• **Task to complete**
Continue the news article about the autopsy findings on Don Simpson's death, picking up after its last sentence.

• **Page extract**
=====

Autopsy Finds Don Simpson Died of Overdose


An autopsy shows that top movie producer Don Simpson--whose reckless appetite for drugs and women made him a legend in Hollywood--died in January of heart failure caused by a massive overdose of cocaine and prescription medications, the Los Angeles County coroner’s office said Tuesday.

Los Angeles Police Department narcotics officers have been attempting to determine whether local doctors and pharmacies violated any laws in providing the drugs to the storied film producer, whose hit films included “Top Gun” and “Crimson Tide.”

The drugs found in Simpson’s body included stimulants, antidepressants, sedatives and tranquilizers, said Scott Carrier, a spokesman for the coroner’s office.


“This is like a medicine case of drugs,” Carrier said.

He said the combined drugs “were just too much” for the 52-year-old producer’s heart, which had been weakened by myocardial fibrosis, a thickening of the heart muscle walls.

Simpson’s body was found Jan. 19 on the floor of an upstairs bathroom in his lavish Bel-Air home. Spectacles and a book found beside the body indicated that he apparently collapsed and died while reading.

=====

[Records in a dataset]
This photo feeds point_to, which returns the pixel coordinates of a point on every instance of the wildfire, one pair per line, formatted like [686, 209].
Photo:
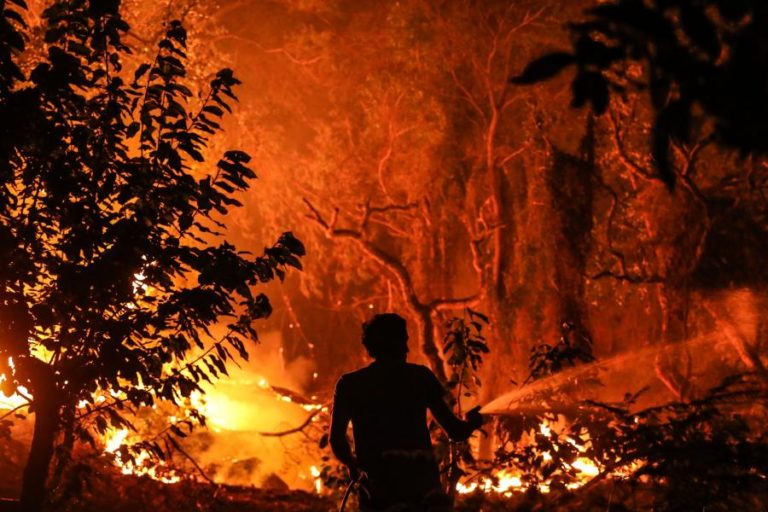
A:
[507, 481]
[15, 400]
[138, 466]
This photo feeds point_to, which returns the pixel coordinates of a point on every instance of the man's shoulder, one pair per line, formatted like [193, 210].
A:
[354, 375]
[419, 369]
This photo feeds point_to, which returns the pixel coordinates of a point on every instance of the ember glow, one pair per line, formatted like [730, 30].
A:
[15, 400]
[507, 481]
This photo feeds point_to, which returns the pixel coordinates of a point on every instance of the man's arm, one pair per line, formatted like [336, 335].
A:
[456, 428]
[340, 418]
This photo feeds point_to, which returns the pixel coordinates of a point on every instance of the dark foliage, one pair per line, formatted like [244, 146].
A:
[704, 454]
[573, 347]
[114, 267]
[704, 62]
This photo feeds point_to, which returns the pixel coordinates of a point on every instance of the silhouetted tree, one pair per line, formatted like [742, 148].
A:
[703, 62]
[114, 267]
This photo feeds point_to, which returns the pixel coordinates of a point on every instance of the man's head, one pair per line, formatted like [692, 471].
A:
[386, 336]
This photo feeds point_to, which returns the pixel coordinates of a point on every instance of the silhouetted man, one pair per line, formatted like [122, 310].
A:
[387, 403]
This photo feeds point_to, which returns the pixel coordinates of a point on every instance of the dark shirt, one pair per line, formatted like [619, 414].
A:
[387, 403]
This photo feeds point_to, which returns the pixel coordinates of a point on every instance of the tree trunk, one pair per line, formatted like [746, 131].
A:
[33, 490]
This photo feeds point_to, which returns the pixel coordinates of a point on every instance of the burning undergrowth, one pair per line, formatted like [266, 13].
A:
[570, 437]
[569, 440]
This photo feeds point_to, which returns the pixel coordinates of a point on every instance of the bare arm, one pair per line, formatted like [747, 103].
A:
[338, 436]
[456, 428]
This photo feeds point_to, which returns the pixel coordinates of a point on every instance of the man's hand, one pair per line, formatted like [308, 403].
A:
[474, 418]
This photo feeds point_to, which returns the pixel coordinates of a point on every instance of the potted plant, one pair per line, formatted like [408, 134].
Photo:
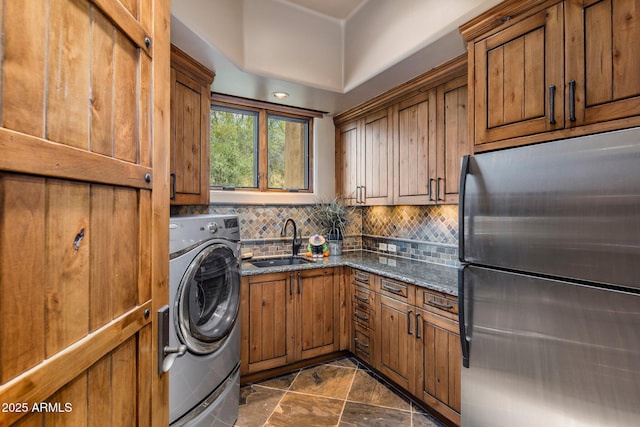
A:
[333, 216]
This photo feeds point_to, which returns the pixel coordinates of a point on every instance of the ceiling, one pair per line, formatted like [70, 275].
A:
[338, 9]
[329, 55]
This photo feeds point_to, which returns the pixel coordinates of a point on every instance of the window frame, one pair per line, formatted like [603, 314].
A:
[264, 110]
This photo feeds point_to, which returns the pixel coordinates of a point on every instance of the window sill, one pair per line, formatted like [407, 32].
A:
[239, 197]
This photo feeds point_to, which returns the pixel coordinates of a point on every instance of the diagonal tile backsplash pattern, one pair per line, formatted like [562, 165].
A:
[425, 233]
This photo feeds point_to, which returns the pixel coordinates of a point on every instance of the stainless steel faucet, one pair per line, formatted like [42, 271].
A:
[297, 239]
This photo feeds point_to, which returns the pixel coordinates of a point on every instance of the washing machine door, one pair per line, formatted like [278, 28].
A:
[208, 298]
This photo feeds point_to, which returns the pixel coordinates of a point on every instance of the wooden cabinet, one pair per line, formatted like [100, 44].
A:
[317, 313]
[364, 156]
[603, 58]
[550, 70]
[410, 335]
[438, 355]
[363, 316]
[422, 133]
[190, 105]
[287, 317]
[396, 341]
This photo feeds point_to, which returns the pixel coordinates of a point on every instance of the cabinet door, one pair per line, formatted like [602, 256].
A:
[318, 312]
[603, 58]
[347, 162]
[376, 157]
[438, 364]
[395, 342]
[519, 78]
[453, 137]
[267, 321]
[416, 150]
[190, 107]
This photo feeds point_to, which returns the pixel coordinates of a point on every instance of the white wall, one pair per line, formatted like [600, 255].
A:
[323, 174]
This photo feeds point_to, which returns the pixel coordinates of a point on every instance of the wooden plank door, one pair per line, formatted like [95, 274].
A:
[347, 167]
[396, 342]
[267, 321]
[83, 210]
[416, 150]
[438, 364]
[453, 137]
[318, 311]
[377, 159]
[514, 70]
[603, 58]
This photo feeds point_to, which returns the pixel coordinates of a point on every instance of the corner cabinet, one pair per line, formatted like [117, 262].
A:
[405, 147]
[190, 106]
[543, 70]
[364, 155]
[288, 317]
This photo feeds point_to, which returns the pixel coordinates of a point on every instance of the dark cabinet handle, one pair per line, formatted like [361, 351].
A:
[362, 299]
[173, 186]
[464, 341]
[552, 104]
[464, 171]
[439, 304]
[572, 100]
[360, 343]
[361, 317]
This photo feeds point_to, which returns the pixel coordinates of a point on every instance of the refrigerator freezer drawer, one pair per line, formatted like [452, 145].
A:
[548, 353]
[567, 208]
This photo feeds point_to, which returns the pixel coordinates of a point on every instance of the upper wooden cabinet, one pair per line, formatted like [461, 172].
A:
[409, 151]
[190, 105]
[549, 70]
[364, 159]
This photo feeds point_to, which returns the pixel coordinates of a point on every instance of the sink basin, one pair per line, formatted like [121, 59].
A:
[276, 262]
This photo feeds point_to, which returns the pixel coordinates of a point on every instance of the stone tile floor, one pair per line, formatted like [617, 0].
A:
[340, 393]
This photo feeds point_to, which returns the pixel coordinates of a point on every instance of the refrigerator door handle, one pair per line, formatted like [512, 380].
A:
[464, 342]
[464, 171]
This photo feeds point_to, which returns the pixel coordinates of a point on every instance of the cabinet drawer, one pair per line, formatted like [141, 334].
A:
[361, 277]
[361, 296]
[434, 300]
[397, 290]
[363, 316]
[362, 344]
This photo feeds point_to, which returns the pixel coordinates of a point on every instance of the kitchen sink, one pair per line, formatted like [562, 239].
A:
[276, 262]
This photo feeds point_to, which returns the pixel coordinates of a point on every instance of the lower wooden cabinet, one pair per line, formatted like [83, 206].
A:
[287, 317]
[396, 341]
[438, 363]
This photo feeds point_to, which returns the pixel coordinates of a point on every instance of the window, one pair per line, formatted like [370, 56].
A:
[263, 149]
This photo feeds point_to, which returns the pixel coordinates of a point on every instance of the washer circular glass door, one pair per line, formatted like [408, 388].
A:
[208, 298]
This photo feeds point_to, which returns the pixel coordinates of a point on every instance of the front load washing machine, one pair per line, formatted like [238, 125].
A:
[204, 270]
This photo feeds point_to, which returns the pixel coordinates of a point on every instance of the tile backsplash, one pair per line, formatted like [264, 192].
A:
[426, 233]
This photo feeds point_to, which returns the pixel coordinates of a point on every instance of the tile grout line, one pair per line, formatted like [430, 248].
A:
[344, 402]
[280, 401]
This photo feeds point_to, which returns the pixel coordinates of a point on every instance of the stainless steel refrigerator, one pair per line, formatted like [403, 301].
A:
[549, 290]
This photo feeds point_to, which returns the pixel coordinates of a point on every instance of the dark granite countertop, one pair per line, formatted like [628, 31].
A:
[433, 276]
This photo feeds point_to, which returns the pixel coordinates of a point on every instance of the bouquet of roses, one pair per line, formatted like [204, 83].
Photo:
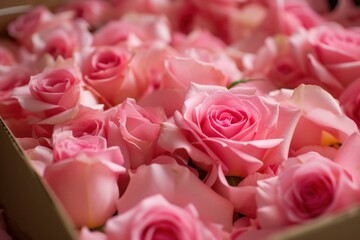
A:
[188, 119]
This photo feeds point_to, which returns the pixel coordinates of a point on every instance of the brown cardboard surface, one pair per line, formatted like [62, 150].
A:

=====

• **Exercise result**
Paramedics responding to a 911 call said they found drugs scattered throughout an adjacent bedroom, but the first police officers to reach the scene about an hour later told the coroner’s office that they found no drugs or drug paraphernalia near the body. These police officers reported that the death appeared to be of natural causes.

However, homicide detectives who arrived about four hours later said they found thousands of pills and capsules in the house--”the place looked a pharmaceutical supply house,” said Det. Brad Roberts. The discrepancies between the first and second police reports have not been made clear.

Simpson’s friends said he had been battling serious drug addiction in recent months, an affliction that contributed to the breakup of his long and successful partnership with producer Jerry Bruckheimer.

The friends said Simpson was reluctant to check into a drug detoxification and rehabilitation center. Instead, they said, he attempted a recovery program in his home.


That program--overseen by Simpson’s friend and physician, Stephen Ammerman--came to an abrupt end last summer when Ammerman’s body was found in Simpson’s pool house. An autopsy revealed that Ammerman died of a multiple overdose of drugs.

According to a coroner’s report, police investigators found a syringe and a vial of Valium near Ammerman’s body. The prescription for the Valium had been written by Ammerman for someone named Dan Wilson, and filled by the Prime Care Pharmacy in Van Nuys.

Sources close to the investigations say Dan Wilson was a pseudonym for Simpson that doctors--among them Ammerman--had used to provide the producer with drugs. It is illegal in California to provide medications to a patient under a fictitious name.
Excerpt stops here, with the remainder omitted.